A Slony-I example step by step

1. Build and install

Slony must be built and installed by the postgres unix user. The installation target will be identical to the existing PostgreSQL installation and the original PostgreSQL source tree must be available. On certain platforms (AIX is one of these), PostgreSQL must be configured with the option --enable-thread-safety to provide correct client libraries. The location of the PostgreSQL sourcetree is specified with the configure option --with-pgsourcetree=<dir>.

The complete list of files installed is:

The .sql files are not fully substituted yet. And it is correct that both, the 7.3 and the 7.4 files get installed on a system regardless of its version. The sloni admin utility will do the substitution and load these files when creating replication nodes. At that time, the database being instialized might be remote and of a different version.

At least the two shared objects installed in the $libdir directory must be installed onto every computer that is supposed to become a Slony node.

2. Creating a sample database with application

As a first test scenario, the pgbench test program that is shipped with PostgreSQL in the ./contrib directory and produces a not too light load of concurrent transactions will satisfy our needs.
Please note that the pl/PGsql procedural language must be installed into this database

Local will be remote

The Slony replication system is trigger based. One of the nice side effects of this is, that one can even replicate between two databases under the same postmaster. But things can get a little confusing when we're talking about local vs. remote database in that context. To avoid confusion, from here on we will strictly use the term "node" to mean one database and its replication daemon program slon.

To make this example work for people with one or two computer systems at their disposal, we will define a few shell variables that will be used throughout the following scripts.

CLUSTER=test1
DBNAME1=pgbench_node1
DBNAME2=pgbench_node2
HOST1=<host name of pgbench_node1>
HOST2=<host name of pgbench_node2>
SLONY_USER=<postgres superuser to connect as for replication>
PGBENCH_USER=<normal user to run the pgbench application>

It is assumed that the the unix user executing all the commands in this example has the ability to establish all database connections. This is not intended to become a "pg_hba.conf HOWTO", so replacing whatever sophisticated authentication method is used with "trust" until replication works would not be a bad idea.

### SOURCE MATERIAL:
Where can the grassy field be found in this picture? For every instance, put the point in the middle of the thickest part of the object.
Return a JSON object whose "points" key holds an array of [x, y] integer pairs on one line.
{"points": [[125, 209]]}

### PROBLEM REQUIREMENTS:
Give the name of every shell variable the Slony-I walkthrough defines for its scripts. None of the lines are needed here.

### EXERCISE ANSWER:
CLUSTER
DBNAME1
DBNAME2
HOST1
HOST2
SLONY_USER
PGBENCH_USER